WHAT THE EXERCISE ASKS: Copy exactly the last part of the entries, starting from the line with "of the jeans" and including the final line.

------ RECORD EXCERPTS

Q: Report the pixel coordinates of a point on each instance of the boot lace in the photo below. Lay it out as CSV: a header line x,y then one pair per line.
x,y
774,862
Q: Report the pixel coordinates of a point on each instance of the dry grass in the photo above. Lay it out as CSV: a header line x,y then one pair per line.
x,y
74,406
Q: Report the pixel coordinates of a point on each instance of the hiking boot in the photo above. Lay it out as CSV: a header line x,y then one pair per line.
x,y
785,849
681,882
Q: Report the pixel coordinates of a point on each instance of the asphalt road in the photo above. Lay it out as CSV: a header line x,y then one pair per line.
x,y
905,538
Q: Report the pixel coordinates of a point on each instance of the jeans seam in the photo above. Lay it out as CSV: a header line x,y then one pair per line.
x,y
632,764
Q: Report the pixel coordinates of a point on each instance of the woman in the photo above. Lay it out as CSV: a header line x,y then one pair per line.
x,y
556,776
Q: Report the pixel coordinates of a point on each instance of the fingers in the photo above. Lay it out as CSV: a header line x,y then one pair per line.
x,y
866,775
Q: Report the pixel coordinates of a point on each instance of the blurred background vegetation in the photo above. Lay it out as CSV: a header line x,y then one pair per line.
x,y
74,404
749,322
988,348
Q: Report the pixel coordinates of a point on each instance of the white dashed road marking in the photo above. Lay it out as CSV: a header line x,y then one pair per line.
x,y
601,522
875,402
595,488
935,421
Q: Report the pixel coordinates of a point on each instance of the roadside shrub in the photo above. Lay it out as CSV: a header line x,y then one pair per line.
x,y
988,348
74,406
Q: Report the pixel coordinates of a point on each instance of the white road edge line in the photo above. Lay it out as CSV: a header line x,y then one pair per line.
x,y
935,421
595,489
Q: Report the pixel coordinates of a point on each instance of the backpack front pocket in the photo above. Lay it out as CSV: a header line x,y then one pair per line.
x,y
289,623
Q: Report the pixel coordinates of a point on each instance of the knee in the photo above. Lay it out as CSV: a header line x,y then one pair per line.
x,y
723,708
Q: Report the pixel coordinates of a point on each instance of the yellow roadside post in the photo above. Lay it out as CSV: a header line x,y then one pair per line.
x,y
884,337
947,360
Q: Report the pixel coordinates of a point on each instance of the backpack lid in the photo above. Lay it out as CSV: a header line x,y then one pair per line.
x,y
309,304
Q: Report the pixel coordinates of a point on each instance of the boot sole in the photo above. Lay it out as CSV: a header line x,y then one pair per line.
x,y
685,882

------------

FULL SOLUTION:
Q: Report the pixel coordinates of a point on each instance of the jeans seam in the photo above. Lay it out as CSV: a header line x,y then one pair per line.
x,y
632,764
Q: Report the pixel coordinates of a point on each instance of the woman in the photo above. Lay it out as CSV: a header line x,y then one pair per line.
x,y
556,776
Q: Report the pixel coordinates of a point on each instance of the fingers in the photo above. Lay it out as CSV: a header line x,y then one pair per line.
x,y
866,775
Q: Report the pixel coordinates of a point on each instance of the blurred background vegetation in the photo above. Lay it out as CSV: a header line x,y then one pair per line.
x,y
74,404
749,322
988,348
Q: Report the pixel coordinates of a point on each instance of the white dashed road marking in the photo above. Lay it out as CSV: a header line x,y then one pair per line.
x,y
601,522
875,402
595,488
935,421
Q: Report the pixel coordinates of a point on each instance of the roadside shrub in the photo above. Lay it out as CSV: a header line x,y then one pair per line.
x,y
988,348
74,406
Q: Report the pixel coordinates of a point on each instance of the white road edge line in the photo above. Lay it out as CSV: a header line x,y then one pair per line.
x,y
935,421
595,489
Q: Report the pixel coordinates of a point on each instance of the backpack front pocket in the photo above. Lay it out as CSV: a header line x,y then one pair per line.
x,y
289,623
Q: Report the pixel coordinates of a point on each instance of the knee in the photo above. Lay it out as CSV: a header line x,y then one pair per line.
x,y
723,708
Q: Report the pixel coordinates of a point on each instance of the yellow roadside post in the photo above. Lay it out as CSV: a header line x,y then one pair per line.
x,y
884,337
947,360
Q: Report the pixel coordinates of a point on each instance of the backpack lid in the photo above. Lay it out as CSV: a header line x,y then one pair per line.
x,y
309,304
Q: Report the pixel coordinates of a point on each instance of the boot sole in the photo above. Lay it out as CSV: a header line x,y then one pair per line.
x,y
685,882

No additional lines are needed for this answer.